Goal | Copy out every one of the rows below word for word, leaving out the pictures.

The records |
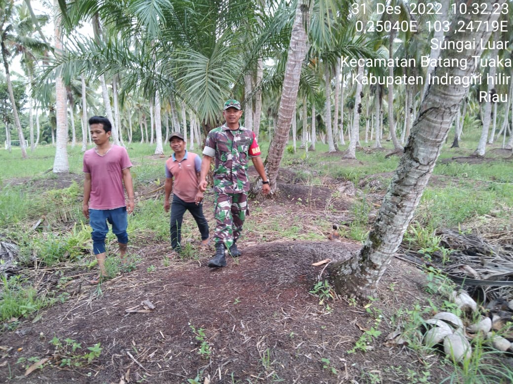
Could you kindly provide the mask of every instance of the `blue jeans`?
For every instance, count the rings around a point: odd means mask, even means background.
[[[119,243],[126,244],[128,242],[126,207],[114,209],[89,209],[89,225],[93,229],[91,237],[93,239],[94,254],[103,253],[105,251],[105,237],[109,232],[107,222],[112,225],[112,233],[117,237]]]
[[[180,241],[182,239],[182,221],[185,211],[191,212],[192,217],[196,221],[198,228],[201,233],[201,240],[208,239],[208,223],[203,215],[203,204],[196,205],[194,202],[187,203],[180,199],[176,195],[173,195],[173,201],[171,203],[171,221],[170,231],[171,232],[171,246],[173,249],[180,249]]]

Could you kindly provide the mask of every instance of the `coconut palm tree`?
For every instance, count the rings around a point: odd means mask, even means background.
[[[2,50],[2,61],[4,69],[5,70],[7,90],[11,104],[12,105],[14,125],[18,132],[18,139],[19,140],[22,157],[24,159],[26,159],[27,150],[25,145],[25,138],[19,121],[18,109],[16,106],[9,62],[9,59],[13,53],[12,48],[17,44],[18,41],[18,36],[15,34],[16,29],[15,25],[17,22],[15,18],[17,14],[16,8],[18,6],[15,5],[14,2],[10,0],[0,1],[0,49]]]
[[[505,0],[499,0],[501,5]],[[498,15],[458,15],[452,22],[449,41],[487,41],[491,31],[455,32],[455,26],[470,20],[491,23]],[[470,58],[480,56],[479,45],[459,52],[445,50],[441,57],[467,58],[465,69],[437,67],[435,74],[469,76],[476,70]],[[451,122],[466,96],[468,88],[452,84],[431,84],[421,105],[420,113],[405,147],[392,182],[388,187],[374,225],[360,252],[346,262],[334,263],[336,289],[349,296],[365,298],[373,295],[380,278],[397,251],[409,224],[429,176],[432,172]]]
[[[57,12],[58,0],[54,0],[55,17],[54,33],[55,54],[58,56],[63,51],[61,17]],[[61,74],[57,74],[55,79],[55,156],[53,160],[54,173],[67,173],[69,172],[68,162],[68,110],[66,107],[66,90]]]

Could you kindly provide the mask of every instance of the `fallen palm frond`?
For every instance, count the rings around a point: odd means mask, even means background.
[[[513,299],[513,247],[492,244],[476,233],[442,229],[437,232],[441,245],[450,249],[450,261],[442,271],[458,282],[479,287],[486,299]],[[510,241],[511,237],[507,238]]]

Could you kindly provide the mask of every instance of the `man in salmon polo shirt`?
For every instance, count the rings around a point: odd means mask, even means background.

Task answer |
Could you kindly provide the mask of every instance of the `blue jeans`?
For every instance, count the rings around a point: odd means mask, even means background.
[[[119,243],[126,244],[128,242],[126,207],[114,209],[89,209],[89,225],[93,229],[91,237],[93,239],[94,254],[103,253],[105,251],[105,237],[109,232],[107,222],[112,225],[112,233],[117,237]]]
[[[180,241],[182,239],[182,221],[185,211],[191,212],[192,217],[196,221],[198,228],[201,233],[201,240],[208,239],[208,223],[203,215],[203,204],[196,205],[194,202],[187,203],[180,199],[176,195],[173,195],[173,201],[171,203],[171,221],[170,231],[171,232],[171,246],[173,249],[180,249]]]

Could you kindly provide the mask of every instance of the `coconut palm tree`?
For every instance, count the rings around a point: odd means mask, even means background.
[[[2,50],[2,61],[4,69],[5,70],[7,90],[11,104],[12,105],[14,125],[18,132],[18,139],[19,140],[22,157],[24,159],[26,159],[27,150],[25,145],[25,138],[19,121],[18,109],[16,106],[9,62],[9,59],[13,53],[12,48],[17,44],[18,41],[18,36],[15,34],[16,29],[15,25],[17,22],[15,18],[17,14],[16,8],[18,6],[15,5],[14,2],[10,0],[0,1],[0,49]]]
[[[505,0],[499,0],[501,5]],[[498,15],[458,15],[452,22],[449,41],[487,41],[491,31],[455,32],[455,26],[470,20],[491,23]],[[470,58],[480,56],[479,45],[459,52],[445,50],[441,57],[467,58],[465,69],[437,67],[435,74],[469,76],[476,70]],[[451,122],[466,96],[468,88],[452,84],[431,84],[421,105],[420,113],[405,147],[392,182],[388,187],[374,225],[360,252],[346,262],[334,263],[336,289],[349,296],[365,298],[373,295],[380,278],[397,251],[409,224],[429,176],[432,172]]]
[[[57,12],[58,0],[54,0],[55,17],[54,33],[55,54],[58,56],[63,51],[61,17]],[[61,74],[57,74],[55,79],[55,156],[53,160],[54,173],[67,173],[69,172],[68,162],[68,110],[66,107],[66,90]]]

Could you kindly provide the mask of every instance of the `fallen palm frond`?
For every instance, count the rings around a point: odd means mask, even means background.
[[[513,299],[513,247],[492,244],[476,233],[442,229],[437,232],[441,245],[450,249],[450,261],[442,271],[458,282],[479,287],[486,299]],[[510,241],[511,237],[507,238]]]

Could you kindly provide the mask of every instance of the `man in salmon polo shirt`?
For every instance, count the rings around a point: odd means mask, even means background.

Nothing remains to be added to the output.